**Description of the task:** Beginning at the line containing "of the window" and continuing to the end of the records below, give each line again exactly as it stands, and only those lines.

Location annotation dataset excerpts
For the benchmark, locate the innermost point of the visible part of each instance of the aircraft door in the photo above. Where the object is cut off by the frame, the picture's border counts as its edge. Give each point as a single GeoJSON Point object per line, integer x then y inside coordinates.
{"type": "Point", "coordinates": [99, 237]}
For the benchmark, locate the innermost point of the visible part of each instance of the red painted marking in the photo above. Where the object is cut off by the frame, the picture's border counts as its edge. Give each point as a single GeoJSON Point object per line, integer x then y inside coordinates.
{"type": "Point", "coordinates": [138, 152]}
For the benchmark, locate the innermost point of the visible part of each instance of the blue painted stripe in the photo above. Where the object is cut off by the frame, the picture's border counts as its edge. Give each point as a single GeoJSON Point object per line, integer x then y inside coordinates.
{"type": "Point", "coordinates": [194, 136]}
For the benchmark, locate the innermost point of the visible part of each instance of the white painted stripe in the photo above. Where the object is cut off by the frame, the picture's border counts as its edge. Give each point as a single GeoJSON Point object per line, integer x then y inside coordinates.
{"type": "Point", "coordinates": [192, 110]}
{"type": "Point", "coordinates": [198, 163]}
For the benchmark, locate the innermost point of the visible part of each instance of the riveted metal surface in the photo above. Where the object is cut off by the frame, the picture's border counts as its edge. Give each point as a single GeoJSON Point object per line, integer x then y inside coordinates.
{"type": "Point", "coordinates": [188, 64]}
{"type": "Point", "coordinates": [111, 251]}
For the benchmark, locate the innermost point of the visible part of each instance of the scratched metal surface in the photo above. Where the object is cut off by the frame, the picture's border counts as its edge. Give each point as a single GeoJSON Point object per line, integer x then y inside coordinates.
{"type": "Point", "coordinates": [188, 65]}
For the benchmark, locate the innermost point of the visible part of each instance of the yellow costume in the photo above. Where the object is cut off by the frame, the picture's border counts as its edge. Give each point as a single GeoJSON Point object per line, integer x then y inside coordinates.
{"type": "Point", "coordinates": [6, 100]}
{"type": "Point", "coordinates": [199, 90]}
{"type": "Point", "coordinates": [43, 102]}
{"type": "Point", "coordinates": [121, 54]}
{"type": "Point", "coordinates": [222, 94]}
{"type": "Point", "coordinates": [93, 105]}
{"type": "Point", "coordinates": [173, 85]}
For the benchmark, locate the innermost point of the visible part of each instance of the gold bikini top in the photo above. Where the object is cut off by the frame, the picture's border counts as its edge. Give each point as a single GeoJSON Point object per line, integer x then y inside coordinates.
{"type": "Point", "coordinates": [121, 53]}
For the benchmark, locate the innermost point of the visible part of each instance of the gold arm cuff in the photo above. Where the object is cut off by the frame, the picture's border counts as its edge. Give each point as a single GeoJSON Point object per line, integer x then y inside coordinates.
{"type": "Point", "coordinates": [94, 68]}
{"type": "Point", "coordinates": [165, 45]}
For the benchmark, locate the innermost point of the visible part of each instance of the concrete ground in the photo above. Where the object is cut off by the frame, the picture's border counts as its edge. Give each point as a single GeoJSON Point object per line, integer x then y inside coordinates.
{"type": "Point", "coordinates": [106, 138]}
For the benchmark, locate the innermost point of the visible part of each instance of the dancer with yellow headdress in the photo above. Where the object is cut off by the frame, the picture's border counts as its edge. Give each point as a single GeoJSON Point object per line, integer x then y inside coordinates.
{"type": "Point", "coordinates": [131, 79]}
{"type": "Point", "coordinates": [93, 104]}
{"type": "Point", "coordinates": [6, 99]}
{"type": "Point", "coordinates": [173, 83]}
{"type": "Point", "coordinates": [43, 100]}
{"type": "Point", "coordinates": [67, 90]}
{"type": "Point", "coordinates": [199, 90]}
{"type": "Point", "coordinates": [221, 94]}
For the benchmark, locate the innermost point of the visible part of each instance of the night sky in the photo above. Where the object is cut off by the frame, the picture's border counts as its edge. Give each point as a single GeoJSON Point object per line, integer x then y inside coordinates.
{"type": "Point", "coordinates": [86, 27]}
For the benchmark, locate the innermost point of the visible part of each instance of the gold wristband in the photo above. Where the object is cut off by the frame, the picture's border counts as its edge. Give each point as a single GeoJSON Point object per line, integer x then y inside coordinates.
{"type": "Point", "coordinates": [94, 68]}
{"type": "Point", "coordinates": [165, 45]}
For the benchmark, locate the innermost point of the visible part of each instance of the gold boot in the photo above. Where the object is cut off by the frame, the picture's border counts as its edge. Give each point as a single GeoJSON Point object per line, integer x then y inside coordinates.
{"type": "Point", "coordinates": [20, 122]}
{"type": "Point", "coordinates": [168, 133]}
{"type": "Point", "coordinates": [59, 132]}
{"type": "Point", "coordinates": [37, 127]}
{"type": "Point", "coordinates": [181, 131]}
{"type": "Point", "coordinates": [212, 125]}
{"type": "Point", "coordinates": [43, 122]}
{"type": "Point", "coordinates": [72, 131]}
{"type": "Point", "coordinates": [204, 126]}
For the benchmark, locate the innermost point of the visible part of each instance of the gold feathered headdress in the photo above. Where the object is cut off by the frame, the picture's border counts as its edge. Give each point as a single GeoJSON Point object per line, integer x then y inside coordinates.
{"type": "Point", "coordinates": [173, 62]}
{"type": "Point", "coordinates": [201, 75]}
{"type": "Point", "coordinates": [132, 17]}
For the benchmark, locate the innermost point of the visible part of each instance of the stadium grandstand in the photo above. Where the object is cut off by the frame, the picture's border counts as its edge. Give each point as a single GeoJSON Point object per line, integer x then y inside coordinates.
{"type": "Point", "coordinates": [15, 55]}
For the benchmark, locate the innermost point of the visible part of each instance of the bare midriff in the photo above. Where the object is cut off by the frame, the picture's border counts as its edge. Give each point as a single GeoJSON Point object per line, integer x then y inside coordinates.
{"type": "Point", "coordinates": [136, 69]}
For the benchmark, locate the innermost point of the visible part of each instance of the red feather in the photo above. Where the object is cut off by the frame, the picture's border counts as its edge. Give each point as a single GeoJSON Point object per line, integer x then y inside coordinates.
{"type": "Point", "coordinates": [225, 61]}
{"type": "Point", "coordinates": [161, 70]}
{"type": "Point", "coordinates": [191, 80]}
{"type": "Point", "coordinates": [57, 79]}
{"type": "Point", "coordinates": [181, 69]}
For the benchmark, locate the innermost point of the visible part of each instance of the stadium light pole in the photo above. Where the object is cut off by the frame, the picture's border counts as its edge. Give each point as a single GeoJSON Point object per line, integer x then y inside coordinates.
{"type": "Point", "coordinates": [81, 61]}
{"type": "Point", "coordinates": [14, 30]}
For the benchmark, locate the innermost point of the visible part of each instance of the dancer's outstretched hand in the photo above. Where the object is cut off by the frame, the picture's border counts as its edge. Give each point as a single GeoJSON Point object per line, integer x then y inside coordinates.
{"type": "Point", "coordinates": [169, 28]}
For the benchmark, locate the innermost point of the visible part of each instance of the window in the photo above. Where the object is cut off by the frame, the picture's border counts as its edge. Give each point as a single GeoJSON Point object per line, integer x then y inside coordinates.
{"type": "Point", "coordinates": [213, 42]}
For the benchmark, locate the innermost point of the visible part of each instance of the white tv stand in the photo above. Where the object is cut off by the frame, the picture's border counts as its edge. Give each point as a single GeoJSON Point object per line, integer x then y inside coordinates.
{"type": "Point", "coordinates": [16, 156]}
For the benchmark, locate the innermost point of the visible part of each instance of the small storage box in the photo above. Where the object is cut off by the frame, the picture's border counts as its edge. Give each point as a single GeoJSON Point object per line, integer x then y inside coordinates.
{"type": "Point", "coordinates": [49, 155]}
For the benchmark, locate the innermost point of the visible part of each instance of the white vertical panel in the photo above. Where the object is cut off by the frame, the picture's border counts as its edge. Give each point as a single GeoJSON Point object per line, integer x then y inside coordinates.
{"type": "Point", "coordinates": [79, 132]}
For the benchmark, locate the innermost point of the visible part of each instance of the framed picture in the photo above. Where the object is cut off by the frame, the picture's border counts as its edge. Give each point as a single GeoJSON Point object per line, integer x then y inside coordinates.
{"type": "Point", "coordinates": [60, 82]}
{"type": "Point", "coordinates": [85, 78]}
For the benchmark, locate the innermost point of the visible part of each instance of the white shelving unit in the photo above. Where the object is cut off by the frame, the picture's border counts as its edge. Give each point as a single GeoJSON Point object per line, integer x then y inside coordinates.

**Result below:**
For the benchmark, locate the innermost point of the visible part of each instance of the window in the photo above. Where the object is cut off by the frame, the picture's border counts as its edge. Give each point as a single GeoJSON Point object per line, integer x then y inside coordinates.
{"type": "Point", "coordinates": [213, 42]}
For the benchmark, locate the innermost point of the visible part of each instance of the white tv stand in the photo above. Where the object is cut off by the frame, the picture's border counts as its edge. Give each point as a single GeoJSON Point object per line, integer x then y inside coordinates.
{"type": "Point", "coordinates": [16, 156]}
For the benchmark, locate the innermost point of the visible part of each instance of the small storage box in the photo above. Where the object is cut off by the frame, the picture's border counts as its edge. Give each point as a single GeoJSON Point object per line, integer x then y inside coordinates.
{"type": "Point", "coordinates": [49, 155]}
For the benchmark, locate the innermost point of the visible part of each instance of the white vertical panel in the photo above. Where the object is cut off by the frame, the picture's border counts as its edge. Give each point as a single GeoJSON Point object per line, integer x then y inside coordinates.
{"type": "Point", "coordinates": [79, 132]}
For the benchmark, locate the innermost point of the visible part of each instance of the framed picture in the photo above. Where the object is cut off by the frame, the picture's border counts as its edge. Give each point as a single GeoJSON Point object per line, integer x then y inside coordinates.
{"type": "Point", "coordinates": [60, 82]}
{"type": "Point", "coordinates": [85, 78]}
For the benchmark, locate the innermost point of the visible part of each instance of the white shelving unit in the photo above. Where the object is cut off by the frame, the picture's border counts as its edge. Give each point as a single GeoJSON Point object per line, integer x then y inside coordinates.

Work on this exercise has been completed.